-- Passage --
* * *

Finance markets provide traders with a myriad of opportunities to profit off the price movements of underlying assets. There are 4 broad asset categories available to traders, including stocks, commodities, indices, and currency pairs. A new ‘breed’ of assets has now entered the mainstream arena in the form of cryptocurrency. This latter category functions in a similar fashion to fiat currency (FX) with the exception that it is relatively anonymous, inexpensive to trade, and not regulated by central banks or governing authorities.

Financial markets are governed by macroeconomic variables including GDP, interest rates, fiscal policy, NFP data, geopolitical uncertainty, and the like. When trading asset classes, it’s important to understand the impact of these macro variables on specific assets. Newbie traders typically make the mistake of assuming a linear correlation between a macroeconomic factor and the associated asset.

For example, if the Fed intends to raise interest rates at the final meeting of the Fed FOMC on Wednesday, December 13, 2017, this does not necessarily mean that the USD will appreciate around that time. Experienced traders understand that the probability of rate hikes is priced into markets well ahead of time. This means that the USD will likely appreciate closer towards that date, ceteris paribus rather than absorb the full impact of the rate hike on that date. Markets price probability into the value of underlying assets well ahead of time.

* * *

-- Information provided --
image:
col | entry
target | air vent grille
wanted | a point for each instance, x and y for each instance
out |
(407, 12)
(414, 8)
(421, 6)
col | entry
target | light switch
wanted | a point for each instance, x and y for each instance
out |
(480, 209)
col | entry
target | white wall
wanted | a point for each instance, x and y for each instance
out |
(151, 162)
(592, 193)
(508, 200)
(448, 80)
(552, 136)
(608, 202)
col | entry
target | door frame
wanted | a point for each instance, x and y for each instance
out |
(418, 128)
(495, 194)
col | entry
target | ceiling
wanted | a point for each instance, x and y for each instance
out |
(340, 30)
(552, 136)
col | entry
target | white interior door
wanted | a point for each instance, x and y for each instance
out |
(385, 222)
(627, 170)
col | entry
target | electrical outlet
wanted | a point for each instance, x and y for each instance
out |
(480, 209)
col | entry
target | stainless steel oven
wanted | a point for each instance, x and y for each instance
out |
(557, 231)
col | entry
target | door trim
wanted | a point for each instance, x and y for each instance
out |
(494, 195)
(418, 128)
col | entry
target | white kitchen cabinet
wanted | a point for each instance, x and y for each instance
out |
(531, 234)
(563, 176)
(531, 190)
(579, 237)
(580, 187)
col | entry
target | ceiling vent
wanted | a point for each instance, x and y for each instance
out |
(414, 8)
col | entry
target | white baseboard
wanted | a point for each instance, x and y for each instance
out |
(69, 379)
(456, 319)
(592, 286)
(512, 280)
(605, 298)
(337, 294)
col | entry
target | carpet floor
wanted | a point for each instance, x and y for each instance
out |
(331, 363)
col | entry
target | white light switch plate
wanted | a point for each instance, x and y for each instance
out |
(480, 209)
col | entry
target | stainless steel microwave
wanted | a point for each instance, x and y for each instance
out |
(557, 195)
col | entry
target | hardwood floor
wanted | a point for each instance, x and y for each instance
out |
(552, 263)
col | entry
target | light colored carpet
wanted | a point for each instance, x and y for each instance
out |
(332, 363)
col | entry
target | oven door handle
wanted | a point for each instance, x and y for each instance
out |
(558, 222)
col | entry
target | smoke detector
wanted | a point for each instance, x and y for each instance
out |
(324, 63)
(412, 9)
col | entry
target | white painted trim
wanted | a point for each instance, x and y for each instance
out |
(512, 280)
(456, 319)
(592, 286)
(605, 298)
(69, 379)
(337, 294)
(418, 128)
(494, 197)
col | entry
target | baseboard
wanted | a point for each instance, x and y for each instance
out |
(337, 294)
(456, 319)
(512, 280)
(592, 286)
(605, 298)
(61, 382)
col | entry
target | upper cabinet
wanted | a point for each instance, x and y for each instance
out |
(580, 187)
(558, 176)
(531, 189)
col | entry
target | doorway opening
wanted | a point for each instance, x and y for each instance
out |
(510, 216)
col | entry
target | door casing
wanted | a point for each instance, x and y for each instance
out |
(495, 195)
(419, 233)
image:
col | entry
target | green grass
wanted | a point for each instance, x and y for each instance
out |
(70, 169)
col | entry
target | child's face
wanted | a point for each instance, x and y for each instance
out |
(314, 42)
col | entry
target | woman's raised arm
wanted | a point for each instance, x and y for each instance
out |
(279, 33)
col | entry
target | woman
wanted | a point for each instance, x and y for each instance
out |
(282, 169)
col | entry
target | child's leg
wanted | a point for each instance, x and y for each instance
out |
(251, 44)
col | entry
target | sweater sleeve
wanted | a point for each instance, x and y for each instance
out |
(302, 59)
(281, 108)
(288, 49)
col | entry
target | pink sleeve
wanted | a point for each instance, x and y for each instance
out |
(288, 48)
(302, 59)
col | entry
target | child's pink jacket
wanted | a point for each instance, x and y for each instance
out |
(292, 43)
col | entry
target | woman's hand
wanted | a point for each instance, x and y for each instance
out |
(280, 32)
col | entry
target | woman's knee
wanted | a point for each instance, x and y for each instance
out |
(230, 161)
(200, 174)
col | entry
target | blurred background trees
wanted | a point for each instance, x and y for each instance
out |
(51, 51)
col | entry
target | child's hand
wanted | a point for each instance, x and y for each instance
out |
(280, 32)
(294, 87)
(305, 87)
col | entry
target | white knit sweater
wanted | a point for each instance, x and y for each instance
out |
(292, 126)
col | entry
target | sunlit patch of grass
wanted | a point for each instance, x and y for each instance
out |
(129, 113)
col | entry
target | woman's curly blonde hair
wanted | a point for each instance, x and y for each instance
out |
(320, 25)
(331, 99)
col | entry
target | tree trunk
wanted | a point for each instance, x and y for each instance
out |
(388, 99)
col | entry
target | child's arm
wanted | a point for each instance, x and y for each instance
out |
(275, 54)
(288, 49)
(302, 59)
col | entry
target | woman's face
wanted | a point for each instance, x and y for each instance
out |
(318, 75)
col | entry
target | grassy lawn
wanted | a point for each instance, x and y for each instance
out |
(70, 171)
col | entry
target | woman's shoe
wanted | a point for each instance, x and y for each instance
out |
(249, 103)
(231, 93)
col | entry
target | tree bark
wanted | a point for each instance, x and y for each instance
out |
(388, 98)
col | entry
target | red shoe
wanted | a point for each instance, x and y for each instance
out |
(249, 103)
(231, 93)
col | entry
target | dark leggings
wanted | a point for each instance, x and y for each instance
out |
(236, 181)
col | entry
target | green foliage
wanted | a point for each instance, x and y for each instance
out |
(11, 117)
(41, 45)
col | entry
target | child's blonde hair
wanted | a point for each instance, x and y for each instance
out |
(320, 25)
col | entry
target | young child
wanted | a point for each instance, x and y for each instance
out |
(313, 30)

* * *

-- Given task 1 --
Pull out every line in the rows above that contains the string "face".
-- Given task 2 --
Extend the passage on financial markets and interest rates beyond its final sentence.

-- Reply 1 --
target | child's face
target | woman's face

-- Reply 2 --
Impact of Interest Rates on Equities Markets

Interest rate hikes also affect stock markets like the Dow Jones Industrial Average, the New York Stock Exchange (NYSE), the NASDAQ Composite Index, and the S&P 500 index. Since rising interest rates increase the cost of borrowed capital (interest that you pay on loans), the profitability of public and private companies is affected by rising interest rates. At first glance, one may assume that increasing interest rates will result in lower demand for the stocks. However, there is a nonlinear relationship between interest rates and stock markets. For one thing, the Fed increases interest rates when prospects for the economy are looking positive.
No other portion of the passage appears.